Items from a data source
* * * * * * *

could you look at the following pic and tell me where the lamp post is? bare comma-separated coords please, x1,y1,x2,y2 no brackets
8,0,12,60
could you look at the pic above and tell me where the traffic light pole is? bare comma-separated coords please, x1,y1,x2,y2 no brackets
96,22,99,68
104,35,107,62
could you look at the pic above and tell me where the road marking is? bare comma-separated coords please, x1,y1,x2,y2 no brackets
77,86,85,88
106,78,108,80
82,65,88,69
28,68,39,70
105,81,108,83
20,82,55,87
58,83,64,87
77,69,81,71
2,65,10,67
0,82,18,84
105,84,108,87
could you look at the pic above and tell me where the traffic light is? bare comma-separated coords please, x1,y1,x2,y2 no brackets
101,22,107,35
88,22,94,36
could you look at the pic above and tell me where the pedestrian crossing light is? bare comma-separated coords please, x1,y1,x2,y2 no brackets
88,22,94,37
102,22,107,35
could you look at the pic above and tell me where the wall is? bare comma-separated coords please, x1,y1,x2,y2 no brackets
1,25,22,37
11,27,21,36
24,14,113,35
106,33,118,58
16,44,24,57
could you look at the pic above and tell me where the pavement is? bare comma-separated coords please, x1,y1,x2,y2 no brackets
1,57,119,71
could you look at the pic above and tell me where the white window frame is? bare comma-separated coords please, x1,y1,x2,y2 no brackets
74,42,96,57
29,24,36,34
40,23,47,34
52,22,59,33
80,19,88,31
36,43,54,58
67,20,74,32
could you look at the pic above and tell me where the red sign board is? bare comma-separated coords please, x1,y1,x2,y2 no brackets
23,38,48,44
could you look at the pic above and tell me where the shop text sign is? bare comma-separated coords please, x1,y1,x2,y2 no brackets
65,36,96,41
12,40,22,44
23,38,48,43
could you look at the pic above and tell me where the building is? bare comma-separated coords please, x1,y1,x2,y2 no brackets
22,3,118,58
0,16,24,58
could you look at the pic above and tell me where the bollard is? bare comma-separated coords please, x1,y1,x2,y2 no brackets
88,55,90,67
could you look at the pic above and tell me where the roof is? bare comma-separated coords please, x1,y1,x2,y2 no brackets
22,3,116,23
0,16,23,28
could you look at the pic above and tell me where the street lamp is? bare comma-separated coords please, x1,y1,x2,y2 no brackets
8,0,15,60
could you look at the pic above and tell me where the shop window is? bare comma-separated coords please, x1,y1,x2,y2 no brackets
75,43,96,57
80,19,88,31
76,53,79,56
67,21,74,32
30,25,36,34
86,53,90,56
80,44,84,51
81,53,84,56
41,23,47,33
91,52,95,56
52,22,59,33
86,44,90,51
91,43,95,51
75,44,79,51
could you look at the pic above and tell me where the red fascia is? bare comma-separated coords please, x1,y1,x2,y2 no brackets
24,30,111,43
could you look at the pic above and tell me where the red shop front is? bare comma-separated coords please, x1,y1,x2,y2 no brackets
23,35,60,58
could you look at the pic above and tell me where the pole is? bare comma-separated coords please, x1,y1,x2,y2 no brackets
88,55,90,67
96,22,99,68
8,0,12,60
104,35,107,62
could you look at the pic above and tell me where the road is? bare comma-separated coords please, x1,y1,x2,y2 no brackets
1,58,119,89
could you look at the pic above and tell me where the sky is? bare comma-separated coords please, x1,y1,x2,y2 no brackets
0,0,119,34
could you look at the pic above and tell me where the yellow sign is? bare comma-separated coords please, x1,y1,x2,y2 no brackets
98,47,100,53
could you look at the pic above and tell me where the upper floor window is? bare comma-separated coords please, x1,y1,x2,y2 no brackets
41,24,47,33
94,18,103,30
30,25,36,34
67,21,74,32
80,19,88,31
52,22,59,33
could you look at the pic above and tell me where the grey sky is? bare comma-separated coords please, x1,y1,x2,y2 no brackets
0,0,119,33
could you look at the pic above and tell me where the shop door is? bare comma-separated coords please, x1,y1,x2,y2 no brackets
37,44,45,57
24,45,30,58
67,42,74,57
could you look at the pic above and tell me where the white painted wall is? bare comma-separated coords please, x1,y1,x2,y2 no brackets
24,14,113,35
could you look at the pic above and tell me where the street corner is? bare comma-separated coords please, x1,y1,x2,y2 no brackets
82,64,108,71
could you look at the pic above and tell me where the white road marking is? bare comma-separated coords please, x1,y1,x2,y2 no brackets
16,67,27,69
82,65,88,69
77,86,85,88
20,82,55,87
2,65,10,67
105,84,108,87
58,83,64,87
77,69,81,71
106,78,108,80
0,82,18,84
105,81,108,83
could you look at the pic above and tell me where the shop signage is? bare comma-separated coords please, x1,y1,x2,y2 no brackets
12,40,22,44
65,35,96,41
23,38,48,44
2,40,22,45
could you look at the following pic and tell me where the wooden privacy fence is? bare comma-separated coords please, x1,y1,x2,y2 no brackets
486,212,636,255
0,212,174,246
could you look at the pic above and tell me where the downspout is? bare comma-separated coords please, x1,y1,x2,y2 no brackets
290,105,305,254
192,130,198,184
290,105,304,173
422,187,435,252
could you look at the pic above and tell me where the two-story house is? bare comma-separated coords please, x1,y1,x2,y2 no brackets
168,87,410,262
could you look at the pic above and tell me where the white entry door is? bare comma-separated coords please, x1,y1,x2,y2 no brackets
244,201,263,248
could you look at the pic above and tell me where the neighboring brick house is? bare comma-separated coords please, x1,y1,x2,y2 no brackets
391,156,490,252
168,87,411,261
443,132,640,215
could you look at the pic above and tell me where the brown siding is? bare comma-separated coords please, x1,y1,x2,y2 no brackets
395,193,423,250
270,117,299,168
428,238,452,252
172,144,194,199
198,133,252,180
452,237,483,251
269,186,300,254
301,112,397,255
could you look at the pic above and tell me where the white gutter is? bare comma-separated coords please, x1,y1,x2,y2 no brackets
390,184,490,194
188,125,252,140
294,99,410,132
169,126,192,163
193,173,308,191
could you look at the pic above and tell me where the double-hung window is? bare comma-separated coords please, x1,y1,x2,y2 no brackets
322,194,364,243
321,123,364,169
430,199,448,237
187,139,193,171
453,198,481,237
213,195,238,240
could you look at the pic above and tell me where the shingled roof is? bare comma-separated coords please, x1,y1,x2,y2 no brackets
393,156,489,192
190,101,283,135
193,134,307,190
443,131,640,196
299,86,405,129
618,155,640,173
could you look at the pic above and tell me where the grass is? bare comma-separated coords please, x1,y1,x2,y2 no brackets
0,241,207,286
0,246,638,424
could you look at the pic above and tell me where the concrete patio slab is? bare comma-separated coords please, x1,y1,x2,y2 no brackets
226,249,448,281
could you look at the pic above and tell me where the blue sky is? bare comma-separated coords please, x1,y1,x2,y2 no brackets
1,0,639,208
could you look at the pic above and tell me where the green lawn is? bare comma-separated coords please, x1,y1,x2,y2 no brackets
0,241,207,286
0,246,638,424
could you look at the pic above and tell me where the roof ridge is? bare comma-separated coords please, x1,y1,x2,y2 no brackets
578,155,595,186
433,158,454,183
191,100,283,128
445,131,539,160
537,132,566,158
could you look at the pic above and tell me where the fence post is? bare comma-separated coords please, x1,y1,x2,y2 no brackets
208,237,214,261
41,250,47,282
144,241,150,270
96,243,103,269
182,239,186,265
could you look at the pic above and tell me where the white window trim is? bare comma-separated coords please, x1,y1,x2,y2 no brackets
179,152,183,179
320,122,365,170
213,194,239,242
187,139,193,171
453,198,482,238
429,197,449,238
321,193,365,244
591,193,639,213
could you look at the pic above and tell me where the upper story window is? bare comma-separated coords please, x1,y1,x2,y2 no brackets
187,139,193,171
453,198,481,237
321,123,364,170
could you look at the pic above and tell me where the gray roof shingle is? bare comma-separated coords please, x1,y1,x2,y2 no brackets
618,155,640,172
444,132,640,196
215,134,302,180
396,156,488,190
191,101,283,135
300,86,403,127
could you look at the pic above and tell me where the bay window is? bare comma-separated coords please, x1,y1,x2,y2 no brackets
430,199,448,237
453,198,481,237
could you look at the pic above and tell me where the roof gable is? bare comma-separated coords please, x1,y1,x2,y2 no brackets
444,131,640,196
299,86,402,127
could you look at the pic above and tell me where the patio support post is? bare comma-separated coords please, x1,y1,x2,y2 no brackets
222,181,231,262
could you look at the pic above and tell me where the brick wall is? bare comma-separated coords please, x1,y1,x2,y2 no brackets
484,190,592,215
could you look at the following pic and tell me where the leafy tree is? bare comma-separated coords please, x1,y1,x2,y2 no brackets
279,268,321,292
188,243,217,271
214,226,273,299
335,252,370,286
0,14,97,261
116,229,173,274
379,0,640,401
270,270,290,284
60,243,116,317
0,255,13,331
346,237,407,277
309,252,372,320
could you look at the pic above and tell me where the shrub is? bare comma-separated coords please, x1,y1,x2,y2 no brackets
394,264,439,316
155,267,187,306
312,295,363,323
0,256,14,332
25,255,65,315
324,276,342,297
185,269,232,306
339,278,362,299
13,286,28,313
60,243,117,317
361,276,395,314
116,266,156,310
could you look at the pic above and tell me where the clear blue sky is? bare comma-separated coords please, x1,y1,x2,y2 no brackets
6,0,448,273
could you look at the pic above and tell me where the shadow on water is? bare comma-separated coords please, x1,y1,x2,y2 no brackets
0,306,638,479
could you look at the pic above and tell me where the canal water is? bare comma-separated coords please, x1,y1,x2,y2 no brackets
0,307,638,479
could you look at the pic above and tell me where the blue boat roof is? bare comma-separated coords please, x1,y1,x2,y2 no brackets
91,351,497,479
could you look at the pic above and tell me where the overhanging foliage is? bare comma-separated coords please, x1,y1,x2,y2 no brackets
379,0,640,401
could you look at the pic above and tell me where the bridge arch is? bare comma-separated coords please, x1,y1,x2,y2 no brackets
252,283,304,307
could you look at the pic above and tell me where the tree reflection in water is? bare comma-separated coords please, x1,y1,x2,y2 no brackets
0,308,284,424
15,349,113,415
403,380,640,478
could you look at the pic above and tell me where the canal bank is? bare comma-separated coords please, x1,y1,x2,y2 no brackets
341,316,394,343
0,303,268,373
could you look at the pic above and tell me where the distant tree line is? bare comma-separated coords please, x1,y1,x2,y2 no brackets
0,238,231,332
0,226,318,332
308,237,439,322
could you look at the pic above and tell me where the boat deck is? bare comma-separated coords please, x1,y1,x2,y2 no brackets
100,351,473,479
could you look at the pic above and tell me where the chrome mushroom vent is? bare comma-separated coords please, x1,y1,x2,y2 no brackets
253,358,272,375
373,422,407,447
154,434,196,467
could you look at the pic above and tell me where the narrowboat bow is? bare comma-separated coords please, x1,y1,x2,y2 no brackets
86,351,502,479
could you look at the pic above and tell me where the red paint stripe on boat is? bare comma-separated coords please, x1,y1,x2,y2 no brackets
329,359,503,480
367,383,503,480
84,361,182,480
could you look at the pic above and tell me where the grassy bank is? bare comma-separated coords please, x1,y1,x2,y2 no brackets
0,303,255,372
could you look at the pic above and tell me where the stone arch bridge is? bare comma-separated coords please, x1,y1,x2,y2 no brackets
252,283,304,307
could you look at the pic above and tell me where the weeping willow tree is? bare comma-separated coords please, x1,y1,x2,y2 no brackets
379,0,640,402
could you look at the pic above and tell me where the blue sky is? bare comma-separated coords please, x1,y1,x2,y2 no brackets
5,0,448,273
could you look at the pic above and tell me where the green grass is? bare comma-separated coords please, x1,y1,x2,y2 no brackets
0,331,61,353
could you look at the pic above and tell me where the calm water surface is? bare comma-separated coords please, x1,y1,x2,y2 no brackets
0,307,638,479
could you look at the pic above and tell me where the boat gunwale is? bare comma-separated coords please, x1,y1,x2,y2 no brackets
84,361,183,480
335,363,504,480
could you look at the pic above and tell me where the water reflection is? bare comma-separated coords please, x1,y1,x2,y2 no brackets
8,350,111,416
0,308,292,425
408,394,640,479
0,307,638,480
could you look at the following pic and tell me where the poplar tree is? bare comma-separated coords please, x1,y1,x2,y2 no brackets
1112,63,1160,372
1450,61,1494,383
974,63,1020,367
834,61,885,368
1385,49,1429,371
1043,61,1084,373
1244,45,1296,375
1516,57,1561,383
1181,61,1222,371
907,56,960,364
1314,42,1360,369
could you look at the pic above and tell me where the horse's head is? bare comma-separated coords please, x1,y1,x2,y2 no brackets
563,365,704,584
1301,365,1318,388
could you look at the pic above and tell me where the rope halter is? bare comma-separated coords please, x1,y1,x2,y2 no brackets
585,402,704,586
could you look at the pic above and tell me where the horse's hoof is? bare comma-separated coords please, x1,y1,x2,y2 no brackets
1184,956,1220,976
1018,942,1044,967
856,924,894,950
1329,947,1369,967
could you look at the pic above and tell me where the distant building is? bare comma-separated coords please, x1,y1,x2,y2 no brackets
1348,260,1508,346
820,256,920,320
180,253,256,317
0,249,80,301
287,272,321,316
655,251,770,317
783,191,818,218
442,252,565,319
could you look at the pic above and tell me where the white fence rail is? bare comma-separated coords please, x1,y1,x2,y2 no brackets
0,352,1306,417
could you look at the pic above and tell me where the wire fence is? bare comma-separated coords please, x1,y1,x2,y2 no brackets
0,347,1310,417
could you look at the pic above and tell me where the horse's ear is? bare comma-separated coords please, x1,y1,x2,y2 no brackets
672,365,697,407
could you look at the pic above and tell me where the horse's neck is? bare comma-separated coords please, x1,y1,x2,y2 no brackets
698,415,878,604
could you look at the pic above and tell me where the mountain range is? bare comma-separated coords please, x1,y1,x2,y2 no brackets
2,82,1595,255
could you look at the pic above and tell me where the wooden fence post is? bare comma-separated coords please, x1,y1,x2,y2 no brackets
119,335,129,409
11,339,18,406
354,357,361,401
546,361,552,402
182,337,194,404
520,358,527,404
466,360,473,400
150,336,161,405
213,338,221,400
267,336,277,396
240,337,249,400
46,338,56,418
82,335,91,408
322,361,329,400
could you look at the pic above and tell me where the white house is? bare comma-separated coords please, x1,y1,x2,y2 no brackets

* * * * * * *

Repeat word for word from the line holding "the wooden fence" down to the last line above, including both.

could you look at the pic above and tell me where the wooden fence post is? bare comma-separated coords please, x1,y1,x2,y2 no brackets
119,335,129,409
11,339,18,406
354,357,361,401
546,361,552,402
182,337,194,404
520,358,527,404
466,360,473,400
150,336,161,405
213,338,221,400
267,336,277,396
240,337,249,400
46,338,56,418
82,335,91,408
322,361,329,400
could you look at the pic above and tell me where the white house is? bare comma-separated coords please, x1,y1,x2,y2 no brackets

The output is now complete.